Exercise brief: Please go through the listing below and count the lines where the string "instance" appears. Answer with the number only.

== == ==

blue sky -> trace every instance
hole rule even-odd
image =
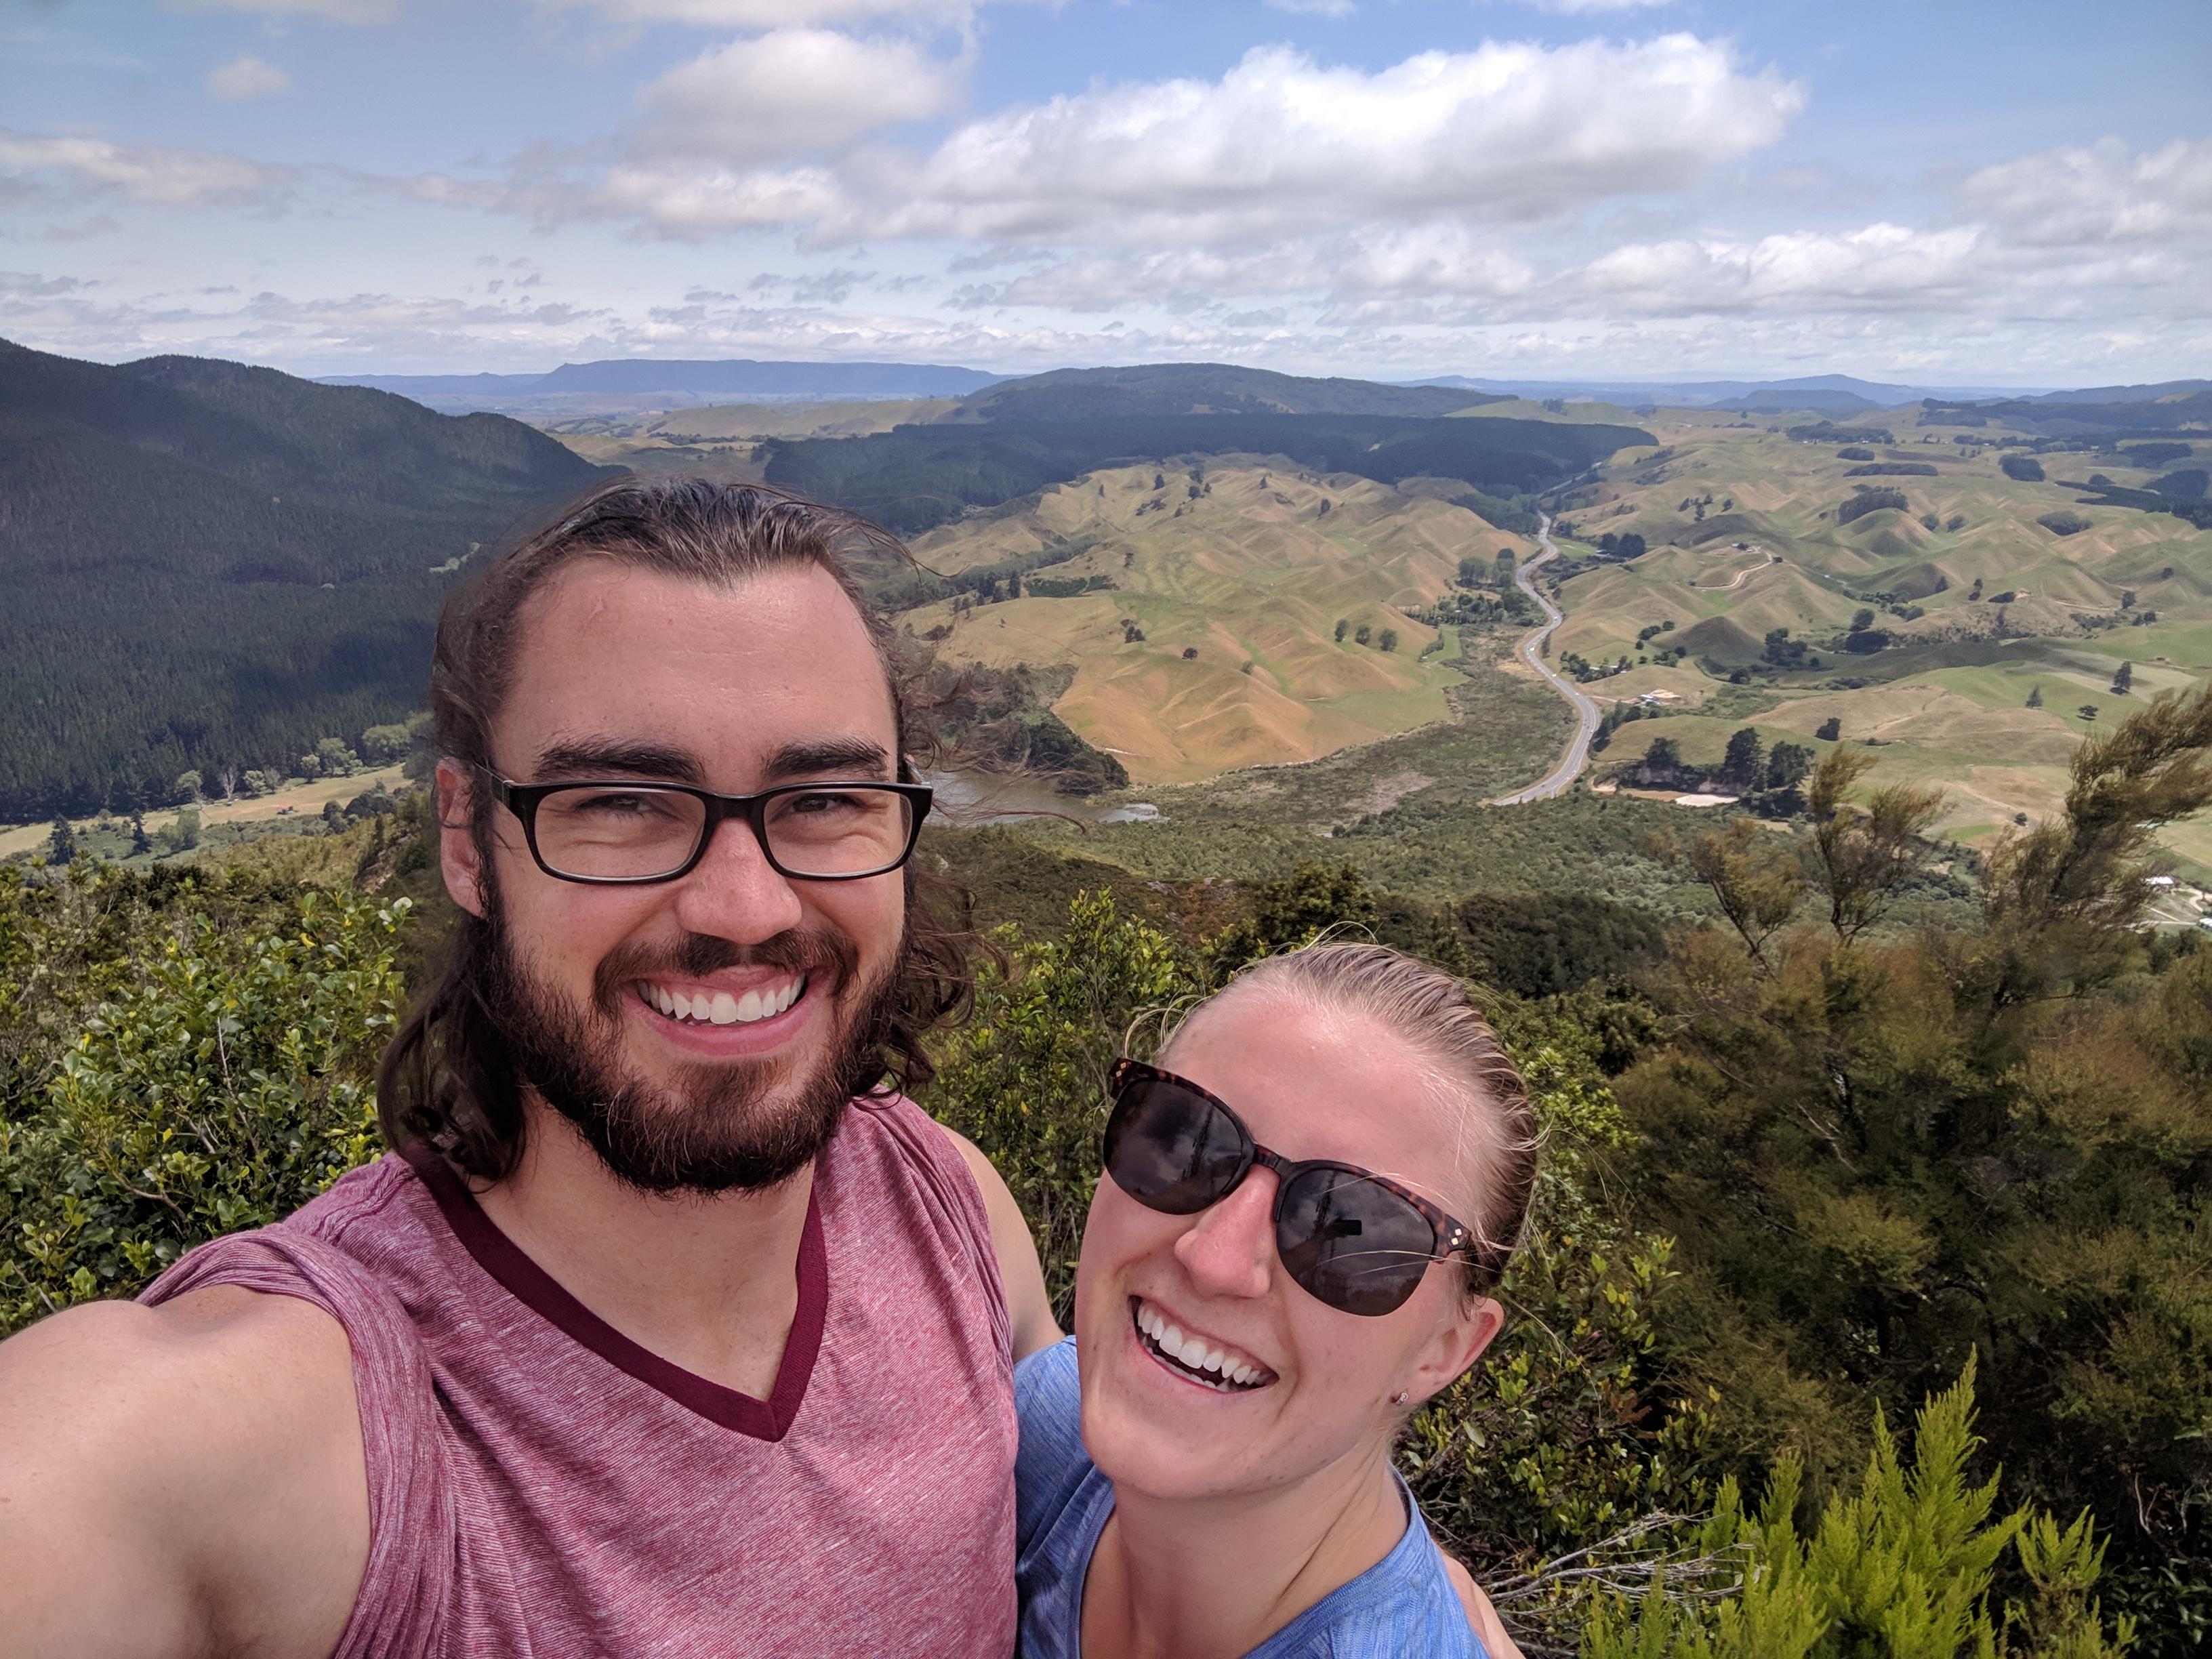
[[[2212,374],[2212,6],[0,0],[0,335]]]

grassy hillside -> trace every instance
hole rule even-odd
[[[1493,495],[1553,488],[1626,445],[1632,427],[1449,421],[1396,415],[1104,415],[988,425],[915,425],[867,437],[770,440],[765,476],[903,535],[1117,463],[1281,456],[1377,483],[1457,479]]]
[[[904,620],[948,659],[1071,666],[1054,712],[1138,783],[1178,781],[1449,717],[1465,683],[1456,641],[1405,612],[1449,592],[1462,558],[1487,565],[1504,548],[1533,550],[1371,479],[1250,457],[1117,467],[916,541],[947,575],[1073,556],[1032,574],[1019,599],[940,601]],[[1395,650],[1380,648],[1385,629]]]
[[[2097,407],[2123,427],[2136,419],[2130,405]],[[1962,433],[1946,423],[1954,418],[1940,406],[1861,417],[1895,441],[1852,444],[1793,440],[1779,422],[1669,414],[1653,422],[1656,455],[1631,452],[1602,468],[1567,514],[1577,556],[1559,586],[1568,620],[1556,648],[1630,659],[1628,672],[1588,687],[1601,701],[1664,689],[1682,712],[1623,727],[1600,769],[1632,763],[1657,738],[1707,763],[1739,723],[1769,741],[1804,741],[1834,719],[1844,741],[1874,745],[1874,784],[1940,784],[1948,831],[1986,845],[2021,815],[2055,809],[2085,732],[2212,674],[2212,532],[2166,513],[2084,506],[2061,482],[2139,489],[2195,460],[2138,456],[2133,439],[2116,440],[2050,450],[2036,458],[2045,477],[2022,480],[2000,462],[2027,454],[2021,440],[2032,430],[1993,416]],[[2212,434],[2194,437],[2172,434],[2212,453]],[[1905,504],[1842,520],[1862,487],[1901,490]],[[2060,534],[2044,522],[2066,513],[2084,527]],[[1644,538],[1642,556],[1595,556],[1598,537],[1627,533]],[[1852,619],[1869,610],[1874,629],[1856,644],[1876,648],[1852,648]],[[1639,641],[1666,622],[1671,630]],[[1806,647],[1801,663],[1771,660],[1776,629]],[[1686,654],[1652,660],[1669,647]],[[2132,684],[2116,694],[2123,662]],[[2212,832],[2182,825],[2166,841],[2185,867],[2212,874]]]
[[[4,342],[0,434],[0,821],[403,716],[451,573],[599,476],[498,416]]]

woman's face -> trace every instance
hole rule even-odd
[[[1285,1158],[1388,1176],[1471,1218],[1486,1140],[1462,1153],[1457,1114],[1422,1063],[1374,1021],[1304,999],[1232,994],[1186,1025],[1163,1063],[1236,1109]],[[1200,1498],[1288,1486],[1387,1449],[1400,1407],[1473,1364],[1497,1304],[1468,1305],[1439,1263],[1395,1313],[1341,1313],[1292,1282],[1275,1249],[1276,1180],[1255,1169],[1196,1215],[1146,1209],[1103,1178],[1077,1271],[1083,1437],[1127,1490]],[[1148,1340],[1172,1325],[1224,1356],[1225,1384],[1170,1365]]]

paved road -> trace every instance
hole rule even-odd
[[[1552,690],[1574,705],[1575,735],[1574,740],[1567,744],[1566,753],[1559,757],[1559,763],[1544,775],[1541,782],[1532,783],[1526,789],[1516,790],[1510,795],[1500,795],[1491,803],[1493,806],[1518,806],[1523,801],[1546,800],[1553,795],[1565,794],[1568,786],[1581,775],[1583,766],[1588,763],[1590,739],[1597,735],[1597,705],[1584,696],[1581,688],[1572,680],[1554,672],[1552,665],[1544,660],[1544,641],[1552,637],[1553,630],[1566,618],[1560,614],[1559,607],[1529,580],[1529,573],[1538,565],[1559,556],[1559,544],[1552,539],[1551,515],[1546,514],[1540,522],[1542,527],[1537,531],[1536,539],[1542,544],[1544,550],[1515,571],[1513,580],[1521,585],[1523,593],[1543,607],[1544,615],[1549,620],[1521,641],[1521,660],[1542,675]]]

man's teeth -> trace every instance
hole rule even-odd
[[[805,988],[806,979],[801,975],[765,990],[748,991],[741,997],[727,991],[696,991],[686,995],[649,983],[639,986],[638,991],[671,1019],[690,1020],[695,1025],[750,1025],[781,1013],[799,1000],[799,994]]]
[[[1217,1388],[1256,1389],[1275,1380],[1258,1360],[1188,1334],[1149,1302],[1137,1304],[1137,1328],[1159,1352]]]

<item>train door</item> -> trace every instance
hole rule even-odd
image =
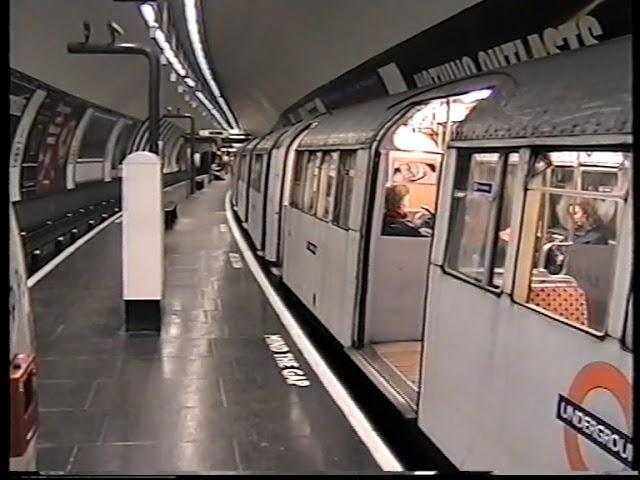
[[[269,151],[254,153],[248,187],[249,201],[247,229],[258,255],[262,255],[264,253],[262,250],[262,223],[265,190],[263,175],[265,162],[267,163],[266,166],[268,168],[268,157]]]
[[[280,137],[271,154],[267,180],[265,258],[276,265],[281,265],[283,258],[283,207],[289,204],[289,192],[285,185],[291,184],[296,148],[305,132],[315,125],[317,122],[303,123],[292,127]],[[279,273],[278,270],[276,272]]]
[[[631,156],[596,148],[447,160],[418,425],[461,469],[630,464]],[[617,438],[604,448],[592,431]]]
[[[200,157],[199,153],[196,153],[197,158]],[[242,171],[242,163],[244,160],[244,155],[242,154],[242,150],[240,150],[235,157],[235,160],[232,164],[232,185],[233,185],[233,205],[236,210],[239,208],[239,191],[240,191],[240,172]],[[199,160],[198,160],[199,161]]]
[[[250,172],[253,163],[253,150],[256,144],[260,141],[256,138],[249,142],[242,152],[242,162],[238,175],[238,216],[243,224],[247,223],[249,216],[249,180]]]
[[[453,123],[489,94],[482,90],[415,106],[378,146],[358,340],[367,361],[414,410],[443,153]]]

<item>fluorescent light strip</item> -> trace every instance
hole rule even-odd
[[[187,75],[187,70],[182,66],[182,63],[180,63],[180,60],[178,60],[178,57],[176,56],[175,52],[171,48],[171,45],[167,41],[167,37],[164,34],[164,32],[158,28],[153,34],[153,38],[158,43],[158,46],[162,50],[162,53],[167,58],[171,66],[173,67],[174,71],[181,77],[185,77]]]
[[[191,46],[193,47],[193,51],[196,55],[196,60],[200,65],[200,70],[204,78],[207,80],[209,87],[213,94],[216,97],[218,104],[222,107],[222,110],[225,113],[225,116],[229,120],[229,123],[234,129],[238,128],[238,123],[236,122],[235,116],[231,113],[227,102],[224,97],[220,93],[220,89],[213,79],[213,75],[211,74],[211,69],[209,68],[209,63],[207,62],[207,57],[204,54],[204,49],[202,48],[202,39],[200,38],[200,31],[198,29],[198,12],[196,11],[196,3],[195,0],[184,0],[184,13],[187,19],[187,28],[189,30],[189,38],[191,39]],[[225,126],[228,130],[229,127]]]
[[[171,48],[171,44],[167,41],[167,36],[158,27],[158,22],[156,21],[155,8],[149,3],[144,3],[140,5],[139,11],[142,17],[144,18],[144,21],[146,22],[147,26],[150,29],[152,28],[154,29],[153,38],[158,44],[158,46],[160,47],[160,50],[162,51],[167,61],[171,64],[171,67],[173,68],[173,70],[180,77],[183,77],[183,81],[188,87],[194,88],[196,86],[196,82],[192,78],[187,76],[188,72],[184,68],[182,63],[180,63],[180,60],[178,60],[178,57],[176,56],[175,52]],[[209,102],[201,92],[196,92],[196,96],[205,105],[207,110],[209,110],[216,117],[216,120],[219,126],[222,128],[228,129],[229,127],[227,126],[227,123],[220,115],[220,112],[211,104],[211,102]],[[206,112],[203,111],[202,115],[206,116],[207,114]]]
[[[201,91],[196,91],[194,95],[204,104],[205,107],[207,107],[207,110],[209,110],[213,114],[213,116],[216,117],[216,120],[218,121],[220,126],[225,130],[229,130],[227,122],[224,121],[222,115],[220,115],[220,112],[211,104],[209,99],[205,97]]]
[[[147,26],[149,28],[157,27],[158,22],[156,22],[156,11],[152,5],[145,3],[140,5],[140,13],[144,17],[144,21],[147,22]]]

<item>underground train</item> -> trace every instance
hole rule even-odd
[[[237,154],[270,270],[458,467],[632,469],[631,38]]]

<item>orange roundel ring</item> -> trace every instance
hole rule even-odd
[[[627,428],[631,430],[631,383],[624,373],[610,363],[590,363],[578,372],[568,396],[578,405],[582,405],[589,392],[596,388],[607,390],[615,397],[624,411]],[[567,426],[564,427],[564,447],[572,470],[589,470],[580,451],[578,434]]]

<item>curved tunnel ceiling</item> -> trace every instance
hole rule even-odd
[[[476,3],[203,0],[201,5],[218,82],[243,126],[262,133],[313,89]]]
[[[92,24],[91,42],[106,43],[109,20],[120,25],[122,42],[155,43],[134,3],[111,0],[11,0],[9,59],[11,67],[73,95],[118,112],[147,116],[148,67],[143,57],[70,55],[68,42],[83,39],[82,22]],[[180,108],[196,119],[196,127],[216,128],[194,110],[162,67],[161,111]],[[188,129],[187,122],[175,123]]]
[[[205,48],[214,76],[242,126],[267,132],[282,110],[313,89],[479,0],[203,0]],[[182,1],[170,8],[181,10]],[[183,16],[176,15],[182,23]],[[70,55],[69,41],[107,39],[106,23],[126,42],[151,45],[135,3],[110,0],[11,0],[10,64],[100,105],[144,118],[145,60]],[[180,28],[183,42],[188,41]],[[437,45],[434,45],[437,48]],[[184,44],[185,53],[190,52]],[[191,65],[193,71],[198,67]],[[194,112],[163,68],[162,108],[194,113],[198,128],[214,128]]]

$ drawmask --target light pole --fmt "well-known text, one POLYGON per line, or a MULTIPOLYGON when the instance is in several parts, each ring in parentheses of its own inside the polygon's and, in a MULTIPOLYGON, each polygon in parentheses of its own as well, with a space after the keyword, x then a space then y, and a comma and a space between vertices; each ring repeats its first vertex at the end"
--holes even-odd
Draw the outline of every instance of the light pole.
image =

== == ==

Answer box: 12